** Begin **

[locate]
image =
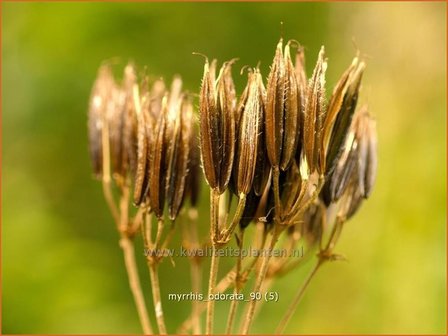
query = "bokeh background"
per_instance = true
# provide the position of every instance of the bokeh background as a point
(62, 270)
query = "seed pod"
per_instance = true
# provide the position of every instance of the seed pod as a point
(303, 87)
(209, 131)
(340, 112)
(226, 104)
(346, 168)
(141, 176)
(354, 202)
(193, 179)
(248, 135)
(314, 115)
(157, 163)
(99, 98)
(217, 125)
(371, 160)
(275, 102)
(250, 209)
(292, 112)
(179, 152)
(312, 225)
(292, 186)
(300, 69)
(262, 167)
(156, 95)
(129, 133)
(357, 162)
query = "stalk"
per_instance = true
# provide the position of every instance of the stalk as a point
(121, 218)
(237, 289)
(261, 276)
(214, 232)
(154, 274)
(292, 308)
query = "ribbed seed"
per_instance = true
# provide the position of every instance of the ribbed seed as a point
(275, 101)
(157, 165)
(178, 169)
(340, 112)
(292, 113)
(226, 105)
(248, 135)
(99, 99)
(314, 115)
(209, 132)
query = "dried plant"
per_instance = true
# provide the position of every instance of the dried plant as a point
(299, 167)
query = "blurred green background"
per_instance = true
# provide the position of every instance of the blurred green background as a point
(62, 270)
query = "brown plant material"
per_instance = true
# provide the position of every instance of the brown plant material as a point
(357, 162)
(314, 115)
(293, 111)
(217, 105)
(275, 101)
(127, 161)
(249, 128)
(340, 112)
(102, 94)
(157, 163)
(180, 154)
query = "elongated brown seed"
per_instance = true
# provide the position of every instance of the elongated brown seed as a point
(226, 105)
(141, 176)
(314, 114)
(275, 101)
(248, 135)
(209, 131)
(292, 112)
(100, 95)
(340, 112)
(157, 163)
(262, 167)
(180, 153)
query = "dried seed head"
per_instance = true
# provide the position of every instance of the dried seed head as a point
(314, 115)
(262, 167)
(209, 131)
(250, 209)
(275, 102)
(193, 179)
(226, 104)
(247, 147)
(124, 140)
(99, 100)
(157, 163)
(340, 112)
(141, 172)
(371, 159)
(292, 112)
(300, 69)
(217, 126)
(179, 150)
(356, 165)
(312, 224)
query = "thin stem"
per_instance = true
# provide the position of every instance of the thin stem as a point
(211, 285)
(127, 246)
(228, 279)
(196, 271)
(237, 289)
(153, 271)
(261, 276)
(291, 309)
(214, 234)
(196, 274)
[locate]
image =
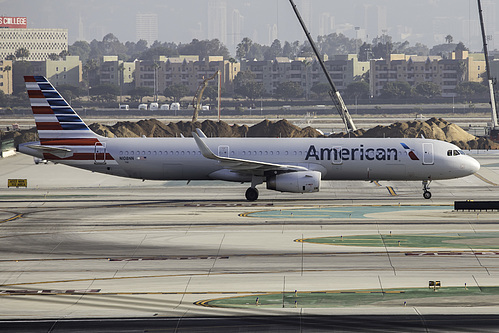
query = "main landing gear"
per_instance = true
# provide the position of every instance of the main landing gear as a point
(426, 187)
(251, 194)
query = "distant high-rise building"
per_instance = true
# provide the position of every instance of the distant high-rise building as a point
(375, 19)
(217, 20)
(272, 33)
(306, 12)
(236, 28)
(81, 34)
(326, 24)
(147, 27)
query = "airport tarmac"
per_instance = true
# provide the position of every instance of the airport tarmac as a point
(75, 244)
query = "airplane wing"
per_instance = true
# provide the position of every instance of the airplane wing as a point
(248, 166)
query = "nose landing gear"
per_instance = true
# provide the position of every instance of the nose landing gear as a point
(251, 194)
(426, 187)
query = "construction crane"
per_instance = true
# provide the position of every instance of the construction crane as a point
(494, 128)
(334, 93)
(196, 101)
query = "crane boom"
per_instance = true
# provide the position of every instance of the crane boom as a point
(196, 101)
(487, 69)
(334, 93)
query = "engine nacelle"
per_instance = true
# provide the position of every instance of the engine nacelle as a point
(296, 182)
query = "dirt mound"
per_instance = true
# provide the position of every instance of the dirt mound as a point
(155, 128)
(433, 128)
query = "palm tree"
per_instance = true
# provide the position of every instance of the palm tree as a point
(7, 69)
(22, 53)
(121, 70)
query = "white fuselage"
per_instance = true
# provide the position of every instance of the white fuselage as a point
(335, 159)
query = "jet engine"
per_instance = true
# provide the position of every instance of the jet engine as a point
(296, 182)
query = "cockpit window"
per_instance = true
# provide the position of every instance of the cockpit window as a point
(455, 152)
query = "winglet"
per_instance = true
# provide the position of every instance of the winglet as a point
(201, 133)
(205, 150)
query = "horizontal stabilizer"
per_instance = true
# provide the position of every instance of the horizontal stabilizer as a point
(57, 151)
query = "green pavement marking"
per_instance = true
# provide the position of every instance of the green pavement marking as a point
(488, 240)
(356, 212)
(332, 299)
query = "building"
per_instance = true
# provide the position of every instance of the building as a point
(146, 26)
(6, 76)
(447, 73)
(67, 70)
(112, 69)
(39, 42)
(217, 20)
(185, 70)
(307, 72)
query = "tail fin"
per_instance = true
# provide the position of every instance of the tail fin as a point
(56, 121)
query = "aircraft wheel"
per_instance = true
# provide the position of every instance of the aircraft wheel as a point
(251, 194)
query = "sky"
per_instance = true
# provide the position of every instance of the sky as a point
(425, 21)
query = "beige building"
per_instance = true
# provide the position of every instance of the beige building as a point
(307, 72)
(110, 71)
(186, 70)
(6, 76)
(67, 70)
(39, 42)
(447, 73)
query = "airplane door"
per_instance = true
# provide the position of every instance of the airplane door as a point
(223, 151)
(428, 153)
(336, 157)
(100, 153)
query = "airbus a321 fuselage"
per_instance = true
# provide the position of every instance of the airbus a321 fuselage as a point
(285, 164)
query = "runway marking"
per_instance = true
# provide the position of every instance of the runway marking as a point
(458, 240)
(325, 212)
(348, 298)
(391, 190)
(485, 179)
(168, 258)
(13, 218)
(24, 292)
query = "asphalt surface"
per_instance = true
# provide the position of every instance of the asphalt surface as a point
(79, 250)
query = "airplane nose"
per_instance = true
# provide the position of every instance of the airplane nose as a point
(473, 165)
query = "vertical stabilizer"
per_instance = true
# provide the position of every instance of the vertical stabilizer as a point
(56, 121)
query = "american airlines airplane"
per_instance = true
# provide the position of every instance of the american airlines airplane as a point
(294, 165)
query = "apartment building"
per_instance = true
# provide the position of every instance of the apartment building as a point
(447, 73)
(67, 70)
(6, 83)
(307, 72)
(39, 42)
(186, 70)
(112, 69)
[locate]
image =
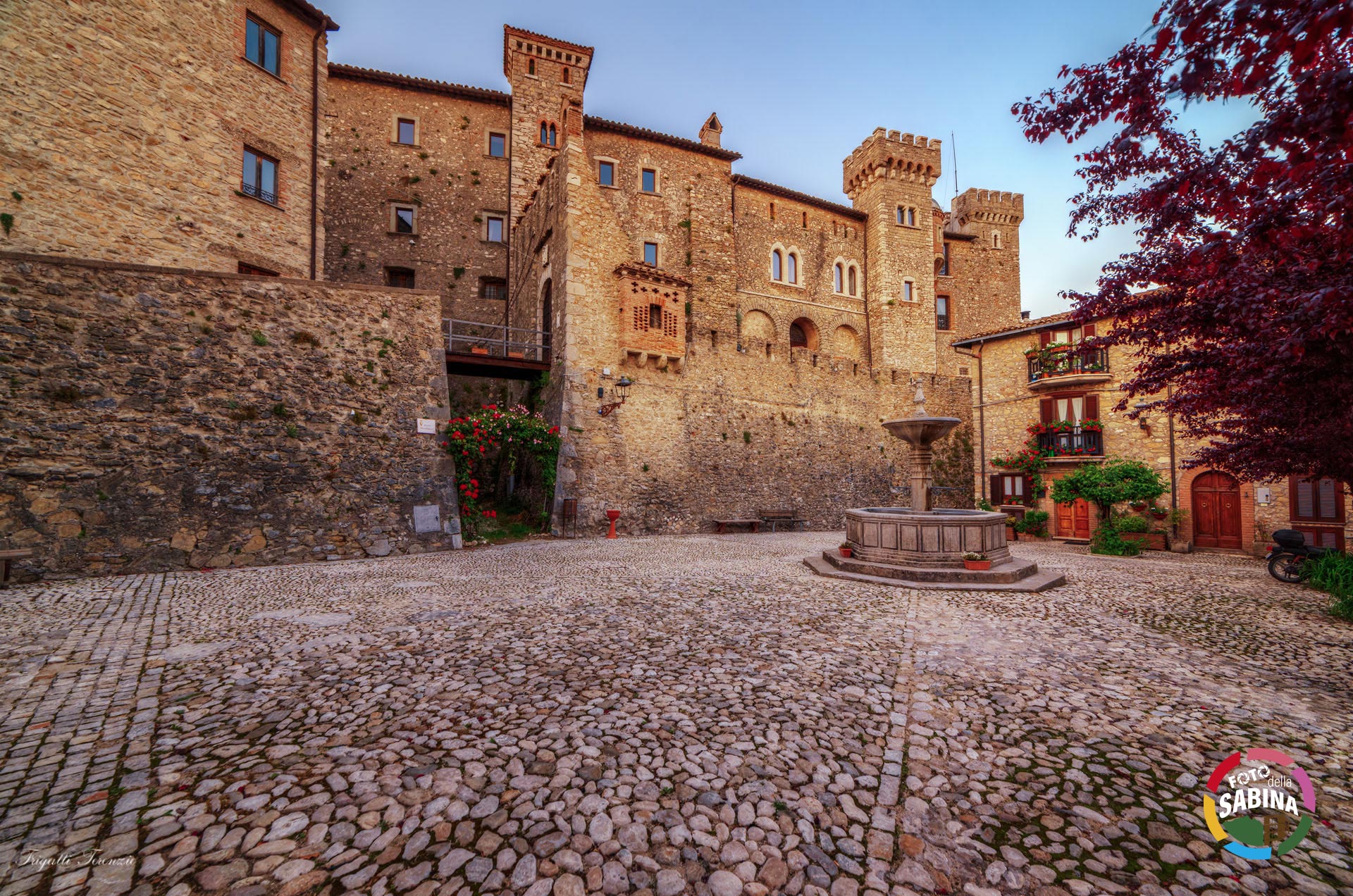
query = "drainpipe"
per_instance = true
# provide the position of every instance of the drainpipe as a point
(981, 414)
(314, 149)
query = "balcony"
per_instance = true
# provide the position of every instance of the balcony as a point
(1072, 442)
(1072, 366)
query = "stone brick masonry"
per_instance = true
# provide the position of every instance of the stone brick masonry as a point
(161, 418)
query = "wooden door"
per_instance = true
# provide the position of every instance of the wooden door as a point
(1217, 511)
(1073, 520)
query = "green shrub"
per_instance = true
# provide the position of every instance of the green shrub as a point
(1333, 573)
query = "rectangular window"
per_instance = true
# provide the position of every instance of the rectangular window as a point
(263, 45)
(1317, 499)
(259, 178)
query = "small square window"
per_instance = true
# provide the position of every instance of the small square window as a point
(261, 46)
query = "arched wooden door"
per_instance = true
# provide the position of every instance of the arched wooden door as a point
(1217, 511)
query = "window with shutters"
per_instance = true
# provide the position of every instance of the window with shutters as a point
(1317, 499)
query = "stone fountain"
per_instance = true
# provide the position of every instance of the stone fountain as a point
(923, 547)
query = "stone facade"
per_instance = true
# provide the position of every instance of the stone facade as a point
(126, 126)
(1008, 401)
(159, 418)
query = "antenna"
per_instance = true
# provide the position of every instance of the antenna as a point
(953, 148)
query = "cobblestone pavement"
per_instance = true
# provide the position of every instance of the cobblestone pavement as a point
(660, 715)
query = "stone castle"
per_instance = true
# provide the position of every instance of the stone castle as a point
(235, 275)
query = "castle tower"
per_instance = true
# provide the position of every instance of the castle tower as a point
(889, 178)
(994, 220)
(547, 79)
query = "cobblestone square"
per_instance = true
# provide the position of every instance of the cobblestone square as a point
(660, 715)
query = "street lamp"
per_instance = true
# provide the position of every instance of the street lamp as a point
(619, 392)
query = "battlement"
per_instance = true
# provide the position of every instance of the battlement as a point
(895, 156)
(988, 206)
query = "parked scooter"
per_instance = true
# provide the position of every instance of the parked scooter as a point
(1288, 558)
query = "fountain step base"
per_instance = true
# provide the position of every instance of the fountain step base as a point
(1013, 575)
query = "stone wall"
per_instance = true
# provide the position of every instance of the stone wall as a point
(157, 418)
(448, 176)
(126, 126)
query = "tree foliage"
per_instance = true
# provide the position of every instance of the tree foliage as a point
(1116, 481)
(1240, 295)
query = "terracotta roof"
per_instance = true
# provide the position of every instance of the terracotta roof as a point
(420, 85)
(307, 11)
(1025, 327)
(797, 197)
(643, 133)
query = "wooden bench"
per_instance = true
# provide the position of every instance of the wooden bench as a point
(6, 556)
(781, 517)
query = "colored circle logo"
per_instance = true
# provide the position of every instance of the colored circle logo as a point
(1259, 815)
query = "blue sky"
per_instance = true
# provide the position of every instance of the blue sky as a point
(798, 86)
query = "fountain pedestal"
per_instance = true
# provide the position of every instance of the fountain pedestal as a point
(922, 547)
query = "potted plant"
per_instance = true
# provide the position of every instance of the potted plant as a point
(975, 561)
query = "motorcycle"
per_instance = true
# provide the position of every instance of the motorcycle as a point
(1287, 559)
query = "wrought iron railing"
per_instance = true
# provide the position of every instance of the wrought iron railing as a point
(497, 340)
(1076, 361)
(1070, 443)
(259, 192)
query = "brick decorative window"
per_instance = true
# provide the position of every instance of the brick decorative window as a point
(259, 176)
(263, 45)
(400, 278)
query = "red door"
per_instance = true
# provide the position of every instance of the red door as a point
(1217, 511)
(1073, 520)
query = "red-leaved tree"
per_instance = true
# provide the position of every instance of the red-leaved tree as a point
(1240, 295)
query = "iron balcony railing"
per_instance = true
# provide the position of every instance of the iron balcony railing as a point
(497, 340)
(1076, 361)
(1073, 443)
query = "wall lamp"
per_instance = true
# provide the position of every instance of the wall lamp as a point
(619, 392)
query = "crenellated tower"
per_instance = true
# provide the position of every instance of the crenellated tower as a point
(889, 178)
(547, 80)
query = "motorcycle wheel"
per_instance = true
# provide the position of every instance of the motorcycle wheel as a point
(1287, 568)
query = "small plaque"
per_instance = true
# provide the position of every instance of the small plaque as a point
(426, 517)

** End **

* [Task goal] Please report each line of the material above that contains the word "nacelle". Case counts, so treat uppercase and lowercase letters as different.

* [Exercise response]
query = "engine nacelle"
# provide the position of every instance of the engine nacelle as a point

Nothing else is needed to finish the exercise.